**Selected passage**
Italian Treasury: Folk Music and Song of Italy
It is an elegantly designed CD, simply titled, Folk Music and Song of Italy. On the cover is a black and white photo of four women in worn out 1940s-style clothing, standing arm and arm as they sing. This is a sampler from the 10-volume Italian Treasury series of the Alan Lomax Collection, which when completed will run to twenty volumes of riotously diverse, beautiful, and unexpected music. The series is curated by Italian ethnomusicologist Goffredo Plastino, a Reader in Music at the University of Newcastle. Alan Lomax was an American folk song collector and musicologist held to be one of the most influential figures in 20th century American intellectual and artistic life.
The CD was produced with scholarly care by Alan’s daughter Anna, a fluent Italian speaker who spent a good part of her childhood in that country. For anyone seriously interested in authentic Italian music, this sampler has the sonic and emotive force of a double shot of grappa on an empty stomach-it will stir you up, excite every one of your senses and leave you gasping for breath, or make you cry, for on it you will hear some of the most unusual and beautiful folk music ever created and recorded in rural Europe.
Italy's Folk Music
In 1954, despite the social dislocation of Fascism and the recent devastation of WWII, rural Italians were still linked to the land. Since the fall of the western Roman Empire and the rise of the cities of the Renaissance, rural Italians had developed a “counter culture” that often stood in opposition to the hierarchical city based music and literature that gave the west Dante and Italian Opera.
If that of the city was hierarchical, literate and church based, Italian folk culture belonged to the peasantry and urban artisan classes. It was highly local in character and contained practices and beliefs that anthropologists and folklorists consider pre Christian, linking Italian peasant life in many ways through an unbroken chain of oral tradition to the soundscapes of Old Europe. medieval Byzantium. the Spanish empires, Arab conquests and Moorish invasions and the Greece and Rome of the ancient Mediterranean.
Jump ahead to track 13, Tammurriata, recorded by Alan in Salerno, Campania on January 6, 1955. The melody sounds like something you would hear at a Moroccan wedding or in a Tunisian café. You do not need to be an ethnomusicologist to conjure up visions of North African caravans, the Silk Road or the travels of Marco Polo when you hear the woman solo singer and the driving rhythms of the accompanying frame drums, ending the song with a lascivious lyric, “It’s under a girl who does it with everyone.” Had Fellini used this piece in his film Satyricon he would have had a more authentic soundtrack, for it has the pathos of a lament by slaves on an ancient Roman Latifundia. Not surprisingly, film director Pasolini did use it and several pieces like it, in his film, The Decamerone.

**Directions for this task**
Repeat, word for word, the portion of the review that begins at "Italian Treasury: Folk" and stops after "and artistic life.". Base everything solely on the review of the Italian folk music CD.

**Information supplied**
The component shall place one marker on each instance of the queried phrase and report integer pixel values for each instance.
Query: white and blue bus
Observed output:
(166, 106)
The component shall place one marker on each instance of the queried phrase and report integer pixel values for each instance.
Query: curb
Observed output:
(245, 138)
--
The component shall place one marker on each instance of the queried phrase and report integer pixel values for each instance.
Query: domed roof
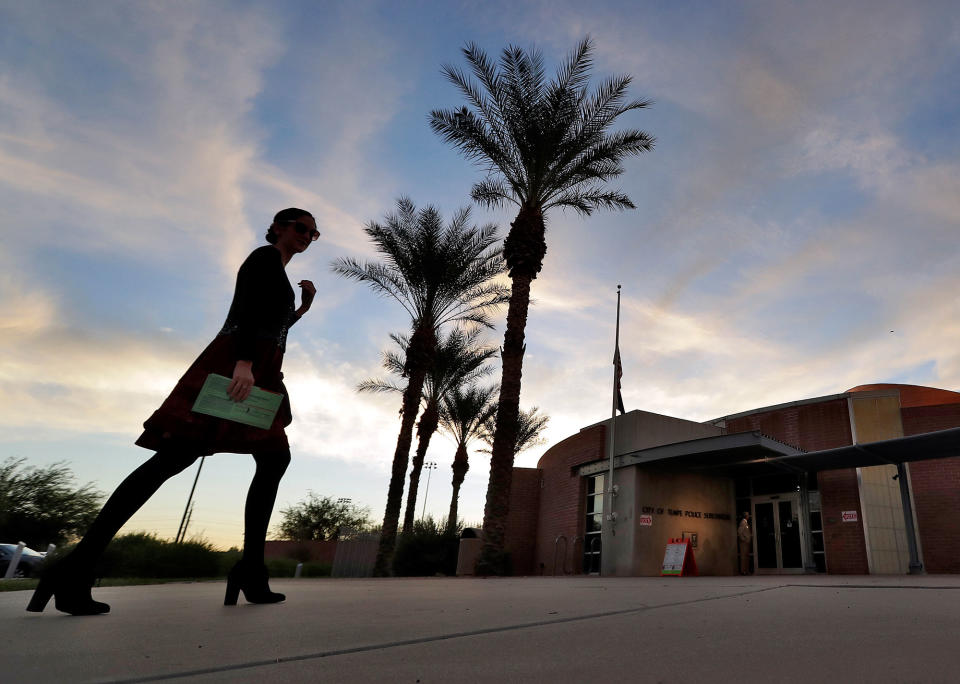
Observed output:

**Response to this exercise**
Italian Treasury: Folk Music and Song of Italy
It is an elegantly designed CD, simply titled, Folk Music and Song of Italy. On the cover is a black and white photo of four women in worn out 1940s-style clothing, standing arm and arm as they sing. This is a sampler from the 10-volume Italian Treasury series of the Alan Lomax Collection, which when completed will run to twenty volumes of riotously diverse, beautiful, and unexpected music. The series is curated by Italian ethnomusicologist Goffredo Plastino, a Reader in Music at the University of Newcastle. Alan Lomax was an American folk song collector and musicologist held to be one of the most influential figures in 20th century American intellectual and artistic life.